(Image-grounded pointing data)
·····

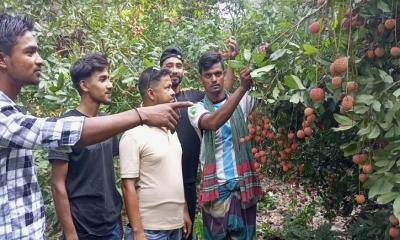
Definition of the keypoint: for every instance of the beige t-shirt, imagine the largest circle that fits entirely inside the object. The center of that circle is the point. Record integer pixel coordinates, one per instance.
(154, 156)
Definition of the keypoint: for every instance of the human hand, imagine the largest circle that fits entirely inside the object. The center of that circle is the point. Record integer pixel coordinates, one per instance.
(139, 235)
(162, 115)
(246, 81)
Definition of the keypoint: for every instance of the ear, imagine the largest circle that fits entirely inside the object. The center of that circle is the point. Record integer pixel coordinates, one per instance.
(3, 61)
(83, 86)
(151, 94)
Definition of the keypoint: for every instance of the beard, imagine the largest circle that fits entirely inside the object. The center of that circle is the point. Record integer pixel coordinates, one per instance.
(176, 82)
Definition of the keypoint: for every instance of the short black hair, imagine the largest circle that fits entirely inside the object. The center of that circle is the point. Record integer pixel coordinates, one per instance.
(208, 59)
(11, 28)
(86, 66)
(171, 52)
(150, 76)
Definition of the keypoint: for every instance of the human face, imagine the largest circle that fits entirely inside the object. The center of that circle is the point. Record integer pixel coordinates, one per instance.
(213, 80)
(98, 87)
(162, 91)
(23, 65)
(175, 65)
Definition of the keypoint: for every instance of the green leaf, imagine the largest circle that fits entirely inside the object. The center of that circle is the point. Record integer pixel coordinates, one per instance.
(382, 163)
(277, 54)
(376, 105)
(343, 120)
(293, 82)
(360, 109)
(342, 128)
(236, 64)
(375, 131)
(247, 55)
(384, 6)
(387, 197)
(381, 186)
(364, 98)
(385, 77)
(260, 71)
(396, 207)
(148, 63)
(349, 148)
(296, 98)
(309, 49)
(364, 131)
(397, 93)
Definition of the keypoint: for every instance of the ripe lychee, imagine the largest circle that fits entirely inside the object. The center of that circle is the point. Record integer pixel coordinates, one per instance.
(337, 81)
(317, 94)
(370, 53)
(390, 23)
(393, 220)
(307, 131)
(394, 232)
(347, 103)
(308, 111)
(314, 27)
(363, 177)
(379, 51)
(381, 28)
(300, 134)
(395, 51)
(360, 198)
(352, 86)
(341, 64)
(367, 168)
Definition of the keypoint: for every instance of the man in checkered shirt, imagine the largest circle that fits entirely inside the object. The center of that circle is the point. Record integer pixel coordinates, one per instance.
(21, 203)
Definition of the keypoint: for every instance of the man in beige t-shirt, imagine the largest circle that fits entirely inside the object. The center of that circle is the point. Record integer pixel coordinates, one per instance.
(151, 172)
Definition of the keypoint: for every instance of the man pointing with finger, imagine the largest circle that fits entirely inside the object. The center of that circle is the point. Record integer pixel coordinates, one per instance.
(21, 202)
(229, 187)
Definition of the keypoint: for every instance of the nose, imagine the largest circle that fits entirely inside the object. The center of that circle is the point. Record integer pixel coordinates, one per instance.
(109, 84)
(172, 93)
(38, 59)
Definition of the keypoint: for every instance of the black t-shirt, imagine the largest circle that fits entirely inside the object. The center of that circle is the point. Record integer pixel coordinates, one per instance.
(188, 137)
(94, 200)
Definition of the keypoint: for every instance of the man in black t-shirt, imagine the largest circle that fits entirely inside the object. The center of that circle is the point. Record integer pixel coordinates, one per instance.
(172, 59)
(87, 202)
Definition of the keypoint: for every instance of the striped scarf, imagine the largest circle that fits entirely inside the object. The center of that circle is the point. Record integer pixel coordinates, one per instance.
(250, 189)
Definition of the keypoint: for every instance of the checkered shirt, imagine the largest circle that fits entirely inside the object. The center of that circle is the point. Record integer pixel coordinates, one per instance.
(21, 202)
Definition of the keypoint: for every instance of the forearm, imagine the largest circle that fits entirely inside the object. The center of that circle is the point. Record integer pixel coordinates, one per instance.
(97, 129)
(63, 209)
(213, 121)
(132, 206)
(229, 77)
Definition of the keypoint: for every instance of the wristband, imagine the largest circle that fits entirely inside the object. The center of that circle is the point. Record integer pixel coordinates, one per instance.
(140, 117)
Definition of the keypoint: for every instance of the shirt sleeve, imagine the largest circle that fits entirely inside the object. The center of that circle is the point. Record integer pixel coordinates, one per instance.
(18, 130)
(195, 112)
(247, 103)
(129, 156)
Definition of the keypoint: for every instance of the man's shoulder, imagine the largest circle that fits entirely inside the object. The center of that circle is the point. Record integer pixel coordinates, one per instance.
(71, 113)
(190, 94)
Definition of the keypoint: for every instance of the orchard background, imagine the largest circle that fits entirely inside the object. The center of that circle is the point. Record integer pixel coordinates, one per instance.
(327, 132)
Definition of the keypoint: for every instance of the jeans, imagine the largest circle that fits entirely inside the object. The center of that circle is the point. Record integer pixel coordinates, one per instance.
(175, 234)
(114, 235)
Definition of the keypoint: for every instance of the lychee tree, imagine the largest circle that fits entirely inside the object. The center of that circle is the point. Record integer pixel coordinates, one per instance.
(331, 60)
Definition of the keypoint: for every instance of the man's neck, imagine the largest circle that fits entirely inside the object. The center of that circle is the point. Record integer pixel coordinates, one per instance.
(176, 89)
(88, 107)
(216, 97)
(9, 87)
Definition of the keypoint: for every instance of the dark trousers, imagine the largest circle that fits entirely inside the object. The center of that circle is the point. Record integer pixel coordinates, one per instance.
(191, 199)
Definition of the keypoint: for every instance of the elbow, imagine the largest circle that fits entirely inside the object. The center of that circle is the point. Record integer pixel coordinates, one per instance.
(58, 189)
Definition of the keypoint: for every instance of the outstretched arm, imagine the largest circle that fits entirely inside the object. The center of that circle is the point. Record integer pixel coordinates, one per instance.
(58, 179)
(214, 120)
(230, 54)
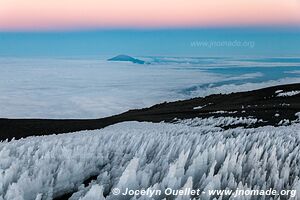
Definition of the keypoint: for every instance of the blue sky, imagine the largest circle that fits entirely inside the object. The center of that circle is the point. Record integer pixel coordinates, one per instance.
(159, 42)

·····

The records above must be printed exactly; the pictures stay out.

Definition of the keypoint: for every instance of the beige t-shirt, imagine the largest circle that fits entirely inside the object. The center of that circle is the point. Record integer pixel coordinates, one per instance.
(154, 156)
Definition of the keypoint: for every instance of the human hand, imagine the largest circle that fits entirely inside the object. The center of that circle is the point. Record integer pixel coordinates, one per instance.
(139, 235)
(162, 115)
(246, 81)
Definition of the keypoint: for every instance of the ear, imagine the largest circle that fits entirely inside the object. The center of that circle is the point. Record integer pixel coordinates, one per instance.
(3, 61)
(83, 86)
(151, 94)
Definition of the keypoint: for every instance of the beard, imagine the largest circle that fits entirely inside the object. The center of that circle is the point. Record integer pixel coordinates, one per instance.
(176, 82)
Definition of the keypoint: for every instance of the short black hair, imagine the largest circle that fits entirely inside the object. The center of that circle is the point. Record integer pixel coordinates, one per instance.
(208, 59)
(11, 28)
(86, 66)
(171, 52)
(150, 76)
Definition of the keypoint: for every instance of the human face, imagine the largest circle that fits entirely inside the object. The center of that circle is the point. Record integer pixel coordinates, one per instance.
(213, 80)
(98, 87)
(162, 91)
(23, 65)
(175, 65)
Definition of the keypoint: for every instance of the green leaf, imagine the largest circle that fits entirely inside the object. The center of that circle is the point. Record integer pixel coordinates, one per instance.
(382, 163)
(277, 54)
(376, 105)
(343, 120)
(293, 82)
(360, 109)
(342, 128)
(236, 64)
(375, 131)
(247, 55)
(384, 6)
(387, 197)
(381, 186)
(364, 98)
(385, 77)
(260, 71)
(396, 207)
(148, 63)
(349, 148)
(296, 98)
(309, 49)
(364, 131)
(397, 93)
Definition of the keypoint: for every instance of the ripe lychee, imagine the largest circle that fits entirely inside the object. The center of that circle is the point. Record integer pixel coordinates, one per instance.
(337, 81)
(317, 94)
(370, 53)
(390, 23)
(393, 220)
(307, 131)
(394, 232)
(347, 103)
(308, 111)
(314, 27)
(363, 177)
(379, 51)
(381, 28)
(300, 134)
(395, 51)
(360, 198)
(352, 86)
(341, 64)
(367, 168)
Definition of the keypoint: for every instance of the man in checkered shirt, imagine the largest circle that fits entirely inside the object. The center of that circle is the point. Record integer pixel coordinates, one per instance.
(21, 203)
Definition of the keypoint: for every instance of the man in beige t-shirt, imagine the largest circle that fits entirely inside the object. The center of that circle is the point. Record integer pixel coordinates, one per instance.
(151, 172)
Definition of the keypoint: for every instance of the man pointing with finger, imagine the largest circle that fits entirely inside the object. The center of that circle is the point. Record integer pixel coordinates, one per instance.
(21, 202)
(229, 187)
Definition of the keypoint: for every instance of the nose, imagine the largest circle that fits entirely inside the object. The center of that circle is the point. Record integer pixel coordinates, one per instance.
(109, 84)
(172, 93)
(38, 59)
Definition of the keypoint: for every instance of the black t-shirt, imagine the largest circle that fits entirely inside the object. The center of that circle is the point. Record integer pixel coordinates, one per instance.
(188, 137)
(94, 200)
Definition of the keypoint: for every instance of the man in black t-shirt, imagine the largest circle that fits entirely inside the object. The center of that circle is the point. Record integer pixel coordinates, one per instance.
(172, 59)
(87, 202)
Definition of the keypoint: for every instance of the striped scarf, imagine the largest circle that fits entirely inside the object. The center of that circle is the point. Record integer pixel coordinates, one per instance.
(250, 189)
Definition of the keypoint: for every instance of the checkered shirt, imagine the largest circle that fits entirely inside the object. The center of that circle is the point. Record integer pixel coordinates, one per instance.
(21, 202)
Definition of the keypoint: for every instance of the forearm, imagine the largest circle that fits entirely inside the object. The center of that circle is the point. Record integer pixel coordinates, one per instance.
(97, 129)
(63, 209)
(213, 121)
(132, 206)
(229, 77)
Definition of the keypoint: for every instance of the wristband, imagine the largest circle that fits entirely inside the object. The center of that circle is the point. Record integer pixel coordinates, one per instance.
(140, 117)
Definition of the keypoint: for every instance of the shirt sleeve, imagine the largest circle that fits entirely inside the object. The center of that circle is the point. Record integer pixel coordinates, one per instance.
(18, 130)
(195, 112)
(247, 103)
(129, 156)
Definition of the keypoint: for every instance of the man's shoulder, imagine the largest circle that fits entirely inside the object. The center of that circle is the point. Record integer pixel coordinates, one per instance.
(71, 113)
(190, 94)
Definition of the keypoint: for every instance of the orchard background, imagine the largest circle that fits entirely inside the object. The center of that circle is the point. Record integer pixel coordinates, one per instance.
(327, 132)
Definition of the keypoint: for every instance of the jeans, imagine the largest circle that fits entirely inside the object. The center of that circle is the point. Record integer pixel coordinates, one per instance.
(175, 234)
(114, 235)
Definition of the keypoint: for every instance of the lychee tree, imagine the largest circle that fits entirely inside the object. The center of that circle is the point. Record integer pixel coordinates, one per instance.
(331, 60)
Definition of the keypoint: for every instance of the man's neck, imagine the largest circle that fits entirely inside the object. The center of that circle is the point. Record integer pixel coordinates, one per instance.
(176, 89)
(88, 107)
(216, 97)
(9, 87)
Definition of the keypoint: for every instance of the dark trousers, imagine the largest circle that fits entirely inside the object. The center of that circle is the point. Record integer pixel coordinates, one per instance.
(191, 199)
Definition of the keypoint: for every instance of the elbow, imagine the largest circle that fits entirely inside the object. The center of that circle is the point. Record integer pixel coordinates, one per instance.
(58, 189)
Definition of the keypoint: for every instance of the outstretched arm, imagine the largest circle that fits entirely inside the object. The center of that circle is the point. Record integer pixel coordinates, one per instance.
(58, 179)
(214, 120)
(230, 54)
Definition of the keypoint: for every instance of the blue sky, imagine the largest circle that fits entirely inside the object. The center of that circle is the point. Record integer pixel coordinates, one per instance.
(159, 42)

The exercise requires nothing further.